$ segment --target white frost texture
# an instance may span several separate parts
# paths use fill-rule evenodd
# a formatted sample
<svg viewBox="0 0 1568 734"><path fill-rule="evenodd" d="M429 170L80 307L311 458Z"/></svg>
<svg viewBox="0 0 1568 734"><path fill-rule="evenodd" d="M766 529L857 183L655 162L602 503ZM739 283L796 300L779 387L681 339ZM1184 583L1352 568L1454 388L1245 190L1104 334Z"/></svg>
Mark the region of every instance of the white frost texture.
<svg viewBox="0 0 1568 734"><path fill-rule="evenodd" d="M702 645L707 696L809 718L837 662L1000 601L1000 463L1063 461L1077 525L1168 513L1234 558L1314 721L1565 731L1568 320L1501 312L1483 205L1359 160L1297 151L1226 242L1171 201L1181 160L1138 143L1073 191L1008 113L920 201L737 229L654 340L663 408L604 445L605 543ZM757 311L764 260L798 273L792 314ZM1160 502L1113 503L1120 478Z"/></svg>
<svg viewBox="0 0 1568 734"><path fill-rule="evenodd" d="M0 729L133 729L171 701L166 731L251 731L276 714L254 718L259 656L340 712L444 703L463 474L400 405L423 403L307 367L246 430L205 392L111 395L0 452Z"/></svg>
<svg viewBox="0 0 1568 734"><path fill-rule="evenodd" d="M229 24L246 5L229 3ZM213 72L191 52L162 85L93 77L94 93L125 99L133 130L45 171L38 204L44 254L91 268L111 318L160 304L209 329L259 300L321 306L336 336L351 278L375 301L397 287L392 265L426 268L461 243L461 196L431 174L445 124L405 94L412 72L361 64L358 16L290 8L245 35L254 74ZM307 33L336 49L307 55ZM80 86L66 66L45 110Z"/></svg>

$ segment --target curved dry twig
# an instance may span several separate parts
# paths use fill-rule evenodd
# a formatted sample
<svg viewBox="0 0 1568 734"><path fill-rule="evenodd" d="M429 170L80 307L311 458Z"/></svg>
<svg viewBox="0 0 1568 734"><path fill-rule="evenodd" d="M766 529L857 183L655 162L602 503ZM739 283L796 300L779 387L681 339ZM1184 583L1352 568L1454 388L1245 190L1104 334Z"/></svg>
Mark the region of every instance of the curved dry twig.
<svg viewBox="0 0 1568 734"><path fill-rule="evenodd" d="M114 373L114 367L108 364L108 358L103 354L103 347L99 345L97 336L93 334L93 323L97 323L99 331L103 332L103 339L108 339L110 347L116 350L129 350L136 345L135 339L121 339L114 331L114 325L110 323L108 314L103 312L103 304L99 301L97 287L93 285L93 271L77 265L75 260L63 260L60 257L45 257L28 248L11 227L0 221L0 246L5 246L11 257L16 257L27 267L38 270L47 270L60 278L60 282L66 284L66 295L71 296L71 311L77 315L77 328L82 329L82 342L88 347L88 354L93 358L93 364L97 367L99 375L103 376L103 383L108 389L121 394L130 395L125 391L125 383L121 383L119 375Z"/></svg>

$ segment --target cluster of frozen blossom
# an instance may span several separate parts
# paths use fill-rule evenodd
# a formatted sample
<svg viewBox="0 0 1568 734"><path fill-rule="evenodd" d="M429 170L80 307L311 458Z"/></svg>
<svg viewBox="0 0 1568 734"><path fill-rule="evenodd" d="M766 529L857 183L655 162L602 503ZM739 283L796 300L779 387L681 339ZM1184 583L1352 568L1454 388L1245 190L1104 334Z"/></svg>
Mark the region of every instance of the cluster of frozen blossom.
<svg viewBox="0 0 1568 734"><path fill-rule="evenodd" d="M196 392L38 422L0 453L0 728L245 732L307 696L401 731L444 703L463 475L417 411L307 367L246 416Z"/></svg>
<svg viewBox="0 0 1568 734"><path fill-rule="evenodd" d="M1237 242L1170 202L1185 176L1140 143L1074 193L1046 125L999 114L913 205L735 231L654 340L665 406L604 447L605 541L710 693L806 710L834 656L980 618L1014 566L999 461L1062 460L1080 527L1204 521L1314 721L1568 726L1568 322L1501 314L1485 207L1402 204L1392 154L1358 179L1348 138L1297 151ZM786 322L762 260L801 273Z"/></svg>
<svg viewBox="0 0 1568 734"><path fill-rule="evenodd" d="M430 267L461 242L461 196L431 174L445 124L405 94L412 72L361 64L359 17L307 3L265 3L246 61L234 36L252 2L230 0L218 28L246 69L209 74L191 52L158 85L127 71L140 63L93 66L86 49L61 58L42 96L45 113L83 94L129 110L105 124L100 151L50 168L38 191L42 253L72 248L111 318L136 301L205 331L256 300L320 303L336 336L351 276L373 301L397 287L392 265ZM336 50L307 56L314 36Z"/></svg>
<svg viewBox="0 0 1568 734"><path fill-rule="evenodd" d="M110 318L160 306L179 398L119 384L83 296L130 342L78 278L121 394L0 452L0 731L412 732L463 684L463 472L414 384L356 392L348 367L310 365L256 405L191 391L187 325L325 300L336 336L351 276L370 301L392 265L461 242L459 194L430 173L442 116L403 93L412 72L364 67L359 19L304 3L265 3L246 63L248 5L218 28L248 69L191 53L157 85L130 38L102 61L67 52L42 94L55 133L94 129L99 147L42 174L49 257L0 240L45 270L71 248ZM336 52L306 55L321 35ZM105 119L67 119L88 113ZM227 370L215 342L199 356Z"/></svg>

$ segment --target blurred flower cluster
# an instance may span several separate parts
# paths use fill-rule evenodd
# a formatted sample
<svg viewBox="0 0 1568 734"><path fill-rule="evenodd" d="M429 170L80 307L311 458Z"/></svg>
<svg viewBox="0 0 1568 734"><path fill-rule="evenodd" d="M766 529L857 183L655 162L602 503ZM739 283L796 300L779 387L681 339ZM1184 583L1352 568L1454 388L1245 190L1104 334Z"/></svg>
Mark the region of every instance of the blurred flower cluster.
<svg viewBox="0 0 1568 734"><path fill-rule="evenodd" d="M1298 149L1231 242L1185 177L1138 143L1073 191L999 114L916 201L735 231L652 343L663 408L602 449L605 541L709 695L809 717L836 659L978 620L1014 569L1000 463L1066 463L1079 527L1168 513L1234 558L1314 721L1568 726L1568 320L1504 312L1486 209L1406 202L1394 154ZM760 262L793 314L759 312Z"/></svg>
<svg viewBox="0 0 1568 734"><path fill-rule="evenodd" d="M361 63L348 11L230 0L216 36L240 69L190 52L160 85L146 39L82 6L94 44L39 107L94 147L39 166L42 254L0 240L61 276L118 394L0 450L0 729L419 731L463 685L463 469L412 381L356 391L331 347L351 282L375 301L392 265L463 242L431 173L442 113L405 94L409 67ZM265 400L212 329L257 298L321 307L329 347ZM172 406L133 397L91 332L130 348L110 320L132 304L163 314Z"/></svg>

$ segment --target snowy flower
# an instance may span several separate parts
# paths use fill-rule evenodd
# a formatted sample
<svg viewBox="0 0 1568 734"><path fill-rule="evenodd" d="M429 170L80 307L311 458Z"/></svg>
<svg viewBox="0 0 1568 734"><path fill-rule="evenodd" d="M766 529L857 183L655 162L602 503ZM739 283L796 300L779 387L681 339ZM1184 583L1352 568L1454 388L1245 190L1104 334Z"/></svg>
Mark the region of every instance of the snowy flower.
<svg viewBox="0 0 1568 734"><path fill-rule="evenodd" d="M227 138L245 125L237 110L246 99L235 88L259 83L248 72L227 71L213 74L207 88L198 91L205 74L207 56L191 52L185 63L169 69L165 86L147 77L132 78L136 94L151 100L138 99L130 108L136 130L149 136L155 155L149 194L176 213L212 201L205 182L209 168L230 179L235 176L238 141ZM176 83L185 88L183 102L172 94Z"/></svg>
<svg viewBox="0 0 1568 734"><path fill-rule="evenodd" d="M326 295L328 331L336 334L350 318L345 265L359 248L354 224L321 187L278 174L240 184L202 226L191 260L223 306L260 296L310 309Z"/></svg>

▬▬▬▬▬▬

# [Exercise requirements]
Rename "curved dry twig" to "bent dry branch" in everything from the line containing "--target curved dry twig" down to the line containing "Mark the region of every instance of the curved", and return only those lines with nothing else altered.

# [Exercise solution]
$ segment --target bent dry branch
# an instance may span several separate parts
# paths use fill-rule evenodd
# a formatted sample
<svg viewBox="0 0 1568 734"><path fill-rule="evenodd" d="M429 170L80 307L311 458Z"/></svg>
<svg viewBox="0 0 1568 734"><path fill-rule="evenodd" d="M766 529L857 183L655 162L602 503ZM739 283L796 300L779 387L681 339ZM1184 583L1352 568L1454 388L1245 190L1104 334Z"/></svg>
Mark the region of every instance of the bent dry branch.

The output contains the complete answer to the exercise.